— ABOUT THIS TASK —
An exact, line-by-line copy is needed, beginning at the line with "ok so I need the box for the bare" and ending at the last line of the listing below.

■ ■ ■

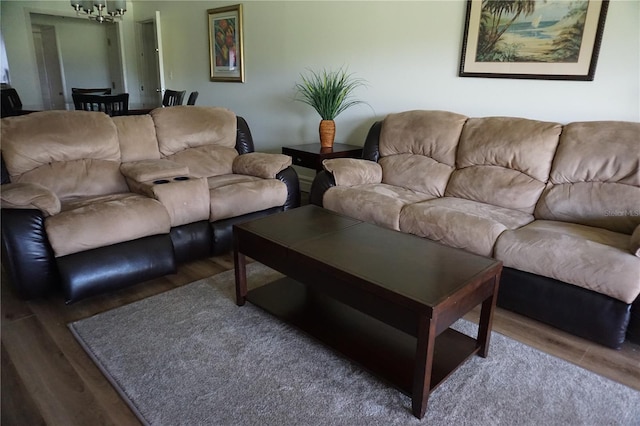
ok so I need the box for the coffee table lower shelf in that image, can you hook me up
[246,277,481,399]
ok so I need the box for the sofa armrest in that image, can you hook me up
[1,183,61,216]
[1,208,59,299]
[150,177,210,227]
[322,158,382,187]
[276,166,301,210]
[233,152,292,179]
[120,159,189,182]
[309,170,335,207]
[121,160,209,227]
[235,116,255,154]
[631,224,640,257]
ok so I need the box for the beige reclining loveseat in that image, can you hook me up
[1,106,299,302]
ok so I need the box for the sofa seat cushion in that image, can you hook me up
[495,220,640,304]
[399,197,534,257]
[207,174,288,222]
[45,193,171,257]
[323,184,434,231]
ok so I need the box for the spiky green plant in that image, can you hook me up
[294,67,367,120]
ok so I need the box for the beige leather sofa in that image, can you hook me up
[310,110,640,349]
[1,106,299,302]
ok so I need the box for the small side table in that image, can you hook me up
[282,143,363,173]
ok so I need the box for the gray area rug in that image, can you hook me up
[69,263,640,426]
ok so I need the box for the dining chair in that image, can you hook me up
[72,93,129,116]
[162,89,186,107]
[71,87,112,95]
[1,87,39,117]
[186,91,199,105]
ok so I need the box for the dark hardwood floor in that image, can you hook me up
[2,253,639,425]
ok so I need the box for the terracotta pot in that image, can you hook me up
[319,119,336,148]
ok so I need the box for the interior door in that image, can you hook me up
[105,23,124,94]
[136,11,165,108]
[153,11,166,103]
[32,25,65,110]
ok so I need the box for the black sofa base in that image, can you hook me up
[170,221,213,263]
[211,207,284,256]
[627,298,640,345]
[497,267,631,349]
[58,234,176,304]
[170,208,292,260]
[1,208,59,299]
[1,206,300,304]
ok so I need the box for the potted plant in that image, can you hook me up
[294,67,367,148]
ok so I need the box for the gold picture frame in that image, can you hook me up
[459,0,609,81]
[208,4,245,82]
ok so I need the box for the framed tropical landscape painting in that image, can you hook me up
[459,0,609,80]
[208,4,245,82]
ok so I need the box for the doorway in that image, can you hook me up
[30,13,124,110]
[136,11,165,108]
[32,24,65,110]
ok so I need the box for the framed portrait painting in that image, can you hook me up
[459,0,609,80]
[208,4,245,82]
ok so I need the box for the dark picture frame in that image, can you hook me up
[208,4,245,82]
[459,0,609,81]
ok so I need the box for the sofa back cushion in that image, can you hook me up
[113,115,161,162]
[535,121,640,234]
[152,106,238,178]
[164,145,239,178]
[445,117,562,214]
[1,111,128,200]
[378,110,467,197]
[152,106,237,155]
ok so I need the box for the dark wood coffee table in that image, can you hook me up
[282,143,363,172]
[234,205,502,419]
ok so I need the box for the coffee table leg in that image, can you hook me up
[477,276,500,358]
[412,314,436,419]
[234,245,247,306]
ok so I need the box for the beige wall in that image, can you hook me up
[2,1,639,183]
[137,2,639,121]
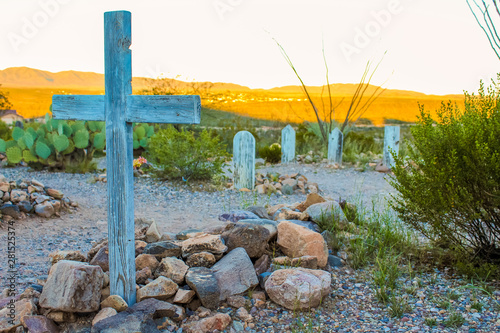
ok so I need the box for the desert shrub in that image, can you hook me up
[258,143,281,164]
[0,119,11,141]
[390,77,500,263]
[147,126,230,181]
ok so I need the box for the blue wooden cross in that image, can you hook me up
[51,11,201,305]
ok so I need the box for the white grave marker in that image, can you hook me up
[281,125,296,164]
[383,126,400,168]
[233,131,255,190]
[328,128,343,164]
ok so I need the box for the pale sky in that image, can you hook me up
[0,0,498,95]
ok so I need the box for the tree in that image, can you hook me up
[0,84,13,110]
[467,0,500,60]
[273,38,387,145]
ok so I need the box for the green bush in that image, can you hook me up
[258,143,281,164]
[0,119,11,141]
[390,77,500,263]
[147,126,230,181]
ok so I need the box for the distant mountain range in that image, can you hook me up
[0,66,461,98]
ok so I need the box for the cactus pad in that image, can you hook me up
[6,146,22,164]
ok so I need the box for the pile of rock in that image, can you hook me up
[0,174,78,221]
[296,151,325,164]
[0,193,349,333]
[253,172,320,195]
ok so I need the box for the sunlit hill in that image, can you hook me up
[1,67,464,125]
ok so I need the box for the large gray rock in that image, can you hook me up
[35,202,55,218]
[246,206,271,219]
[39,260,104,312]
[0,203,20,219]
[218,210,259,222]
[211,248,258,301]
[305,201,347,226]
[224,224,270,258]
[264,268,331,310]
[236,219,278,240]
[185,267,220,309]
[91,298,184,333]
[143,241,181,259]
[23,315,60,333]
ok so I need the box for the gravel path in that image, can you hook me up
[1,164,499,332]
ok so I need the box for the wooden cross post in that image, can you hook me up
[51,11,201,305]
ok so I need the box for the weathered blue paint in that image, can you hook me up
[51,11,200,306]
[281,125,295,164]
[52,95,201,124]
[328,128,343,164]
[233,131,255,190]
[383,126,400,168]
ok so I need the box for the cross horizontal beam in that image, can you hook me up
[52,94,201,123]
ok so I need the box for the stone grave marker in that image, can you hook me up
[51,11,201,305]
[328,128,343,164]
[383,126,400,168]
[233,131,255,190]
[281,125,296,164]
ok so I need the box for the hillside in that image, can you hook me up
[0,67,464,124]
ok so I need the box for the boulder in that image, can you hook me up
[185,252,216,268]
[254,254,271,276]
[236,219,278,240]
[143,241,181,259]
[92,307,117,326]
[264,268,331,310]
[100,295,128,312]
[137,276,179,302]
[173,289,195,304]
[218,210,259,222]
[211,248,258,301]
[135,254,159,272]
[185,267,220,309]
[176,229,204,240]
[181,234,227,258]
[295,193,326,212]
[155,257,188,284]
[287,220,320,233]
[305,201,348,227]
[136,267,152,285]
[145,220,161,243]
[17,200,34,213]
[246,206,271,219]
[46,188,64,199]
[277,221,328,267]
[48,250,86,265]
[273,208,308,221]
[0,204,20,219]
[39,260,104,312]
[35,202,55,218]
[184,313,232,333]
[89,246,109,272]
[224,224,270,258]
[22,315,60,333]
[0,298,37,332]
[10,189,28,203]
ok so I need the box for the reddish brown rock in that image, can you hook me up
[295,193,326,212]
[184,313,232,333]
[137,277,179,302]
[277,221,328,267]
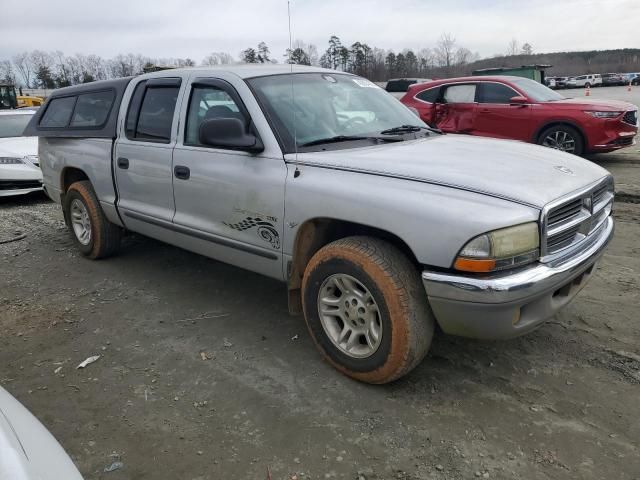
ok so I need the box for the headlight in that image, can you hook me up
[454,223,540,273]
[0,156,24,164]
[585,111,623,118]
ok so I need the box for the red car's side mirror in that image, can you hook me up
[509,96,528,105]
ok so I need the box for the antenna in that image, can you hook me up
[287,0,298,161]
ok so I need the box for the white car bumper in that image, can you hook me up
[0,164,43,197]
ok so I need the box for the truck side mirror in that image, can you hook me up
[198,118,264,153]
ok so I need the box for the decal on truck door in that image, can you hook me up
[224,217,281,249]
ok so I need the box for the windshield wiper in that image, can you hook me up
[380,124,441,135]
[300,135,403,148]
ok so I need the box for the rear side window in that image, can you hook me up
[415,87,440,103]
[39,96,76,128]
[126,82,180,143]
[443,84,476,103]
[478,83,518,104]
[70,91,114,127]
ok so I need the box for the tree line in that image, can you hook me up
[2,34,638,89]
[0,33,481,88]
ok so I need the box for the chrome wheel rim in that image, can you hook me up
[317,273,383,359]
[543,130,576,153]
[70,199,92,246]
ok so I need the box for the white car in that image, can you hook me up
[0,386,83,479]
[566,74,602,88]
[0,109,42,197]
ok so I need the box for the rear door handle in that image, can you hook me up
[480,108,491,113]
[174,165,190,180]
[117,157,129,169]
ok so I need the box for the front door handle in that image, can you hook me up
[174,165,190,180]
[117,157,129,169]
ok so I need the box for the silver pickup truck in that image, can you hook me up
[25,65,614,383]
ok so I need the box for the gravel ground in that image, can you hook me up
[1,152,639,480]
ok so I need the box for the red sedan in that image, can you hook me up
[400,76,638,155]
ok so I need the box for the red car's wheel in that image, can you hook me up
[538,125,584,156]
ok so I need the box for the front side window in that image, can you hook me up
[70,90,114,127]
[443,84,476,103]
[510,78,564,102]
[478,83,518,104]
[415,87,440,103]
[0,113,35,138]
[248,73,426,152]
[40,96,76,128]
[185,86,246,146]
[129,86,179,142]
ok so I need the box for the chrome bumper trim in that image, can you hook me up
[422,216,614,304]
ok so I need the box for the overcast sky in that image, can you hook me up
[2,0,639,62]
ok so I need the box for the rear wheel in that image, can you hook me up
[64,180,121,259]
[302,236,434,384]
[538,125,584,155]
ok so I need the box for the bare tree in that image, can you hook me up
[455,47,473,66]
[201,52,234,66]
[12,52,33,87]
[434,33,456,70]
[0,60,17,84]
[521,43,533,56]
[507,38,519,56]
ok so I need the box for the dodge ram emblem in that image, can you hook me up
[554,165,575,175]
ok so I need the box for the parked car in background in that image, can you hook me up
[25,66,615,383]
[628,73,640,86]
[385,78,431,98]
[601,73,626,87]
[0,386,83,479]
[0,109,42,196]
[400,75,638,155]
[554,76,569,89]
[545,77,557,88]
[566,74,602,88]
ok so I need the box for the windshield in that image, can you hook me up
[0,113,34,138]
[248,73,428,152]
[512,78,565,102]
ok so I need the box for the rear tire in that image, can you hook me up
[64,180,121,259]
[302,236,434,384]
[538,125,584,156]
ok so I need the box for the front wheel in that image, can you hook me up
[538,125,584,155]
[302,236,434,384]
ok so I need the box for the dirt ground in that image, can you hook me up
[1,148,640,480]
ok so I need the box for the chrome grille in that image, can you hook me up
[547,198,582,227]
[542,177,614,260]
[622,110,638,126]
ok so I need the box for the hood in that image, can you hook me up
[0,137,38,157]
[0,388,83,480]
[289,135,610,208]
[552,97,637,111]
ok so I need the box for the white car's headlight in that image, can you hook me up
[454,222,540,273]
[585,111,623,119]
[0,156,24,165]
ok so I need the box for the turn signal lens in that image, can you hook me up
[455,223,540,273]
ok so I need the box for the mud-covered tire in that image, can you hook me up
[63,180,121,259]
[302,236,434,384]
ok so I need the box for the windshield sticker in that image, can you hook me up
[352,78,378,88]
[322,74,337,83]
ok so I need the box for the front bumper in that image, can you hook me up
[422,216,614,339]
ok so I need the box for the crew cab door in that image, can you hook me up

■ ■ ■

— ANSWER SECTION —
ok so I need the box for the bare tree in that image, can you hook me up
[455,47,473,66]
[201,52,234,66]
[12,52,33,87]
[434,33,456,70]
[0,60,17,84]
[521,43,533,56]
[507,38,519,56]
ok so I need the box for the dodge ram emblem in that image, can you hook me up
[554,165,575,175]
ok so I need the box for the parked car in background in that image, can you hook me up
[25,66,615,383]
[628,73,640,86]
[385,78,431,98]
[601,73,626,87]
[0,386,83,479]
[0,109,42,196]
[400,75,638,155]
[554,76,569,89]
[545,77,557,88]
[566,74,602,88]
ok so I need the box for the windshield in that image, can you hook me up
[0,113,34,138]
[248,73,428,152]
[512,78,565,102]
ok so I need the box for the rear tire in that image, can you hook me up
[64,180,121,259]
[302,236,434,384]
[538,125,584,156]
ok so I need the box for the front wheel in that image, can you hook me up
[538,125,584,155]
[302,236,434,384]
ok so I need the box for the dirt ground in that image, can you hook me up
[1,148,640,480]
ok so I need the box for the chrome grille in that image, can you hook me up
[547,198,582,227]
[542,177,614,260]
[622,110,638,126]
ok so I need the box for the hood in that image, can you hook me up
[0,137,38,157]
[0,388,83,480]
[289,135,610,208]
[552,97,637,111]
ok so I need the box for the white car's headlight in that image, can you hook me up
[454,222,540,273]
[585,111,623,119]
[0,156,24,165]
ok so I need the box for the turn signal lens in that image, can you hook me up
[455,223,540,273]
ok so I need the box for the mud-covered tire in that image, can you hook me up
[63,180,121,259]
[302,236,434,384]
ok so I need the box for the windshield sticker in that image, can you hook me up
[352,78,378,88]
[322,74,337,83]
ok so I need the box for the front bumper in that image, can you hook me up
[422,216,614,339]
ok so I need the box for the crew cab door in that image, can you hook me up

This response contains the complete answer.